7 Mayıs 1999 21:00
Sanat nedir, ne değildir?
Sanat nedir, ne değildir?
Muazzez Menemencioğlu
İki yıldır sergilenmekte olan ve üçüncü yıl da sergilenmesi tasarlanan, Rasmina Reza'nın yazdığı, Gencay Gürün'ün seçip, çevirip, yönettiği "Sanat" adlı oyun bu yıl Sadri Alışık En iyi Erkek Oyuncu Ödülü aldı. Can Gürzap, Cüneyt Türel, Cihan Ünal'ın rol aldığı oyun, bir tablo çevresinde geçiyor. Yılların tiyatro birikimini sahneye aktarmasını bir kez daha başaran oyuncular, bize rollerini, oynadıkları karakterlerin toplumdaki karşılıklarını, 'sanat' kavramını anlattılar.
Cihan Ünal, ilk siz giriyorsunuz sahneye ve bizlere diyorsunuz ki, Serge (Can Gürzap) bir tablo almış. Beyaz... Yüzünüzdeki anlamla bizim de resmi beğenmememiz gerektiğini mi anlatmak istiyorsunuz?

• Verilen malzeme
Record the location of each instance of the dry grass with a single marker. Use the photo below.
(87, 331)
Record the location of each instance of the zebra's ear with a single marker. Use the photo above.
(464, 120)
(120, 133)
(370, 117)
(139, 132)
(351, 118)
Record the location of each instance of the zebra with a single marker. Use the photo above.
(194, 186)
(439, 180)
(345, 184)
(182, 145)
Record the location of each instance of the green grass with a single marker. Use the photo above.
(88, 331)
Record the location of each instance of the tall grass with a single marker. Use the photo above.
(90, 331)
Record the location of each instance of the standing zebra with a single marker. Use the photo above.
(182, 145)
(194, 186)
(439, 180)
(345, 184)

• Görevleri tamamlayın
(1) Sayfa alıntısına göre "Sanat" adlı oyunda rol alan oyuncuların hepsini sıralayın.
(2) Sayfa alıntısına göre aşağıdaki soruları yanıtlayın.
(a) "Sanat" adlı oyunu kim yazmıştır?
(b) Oyun bu yıl hangi ödülü almıştır?
(c) Serge'nin aldığı tablo hangi renktedir?
Yanıtlarda yalnızca sayfa alıntısındaki bilgilere dayanın.

• Sıralı yanıtlar
(1)
Can Gürzap
Cüneyt Türel
Cihan Ünal

(2)
(a) Rasmina Reza
(b) Sadri Alışık En iyi Erkek Oyuncu Ödülü
(c) Beyaz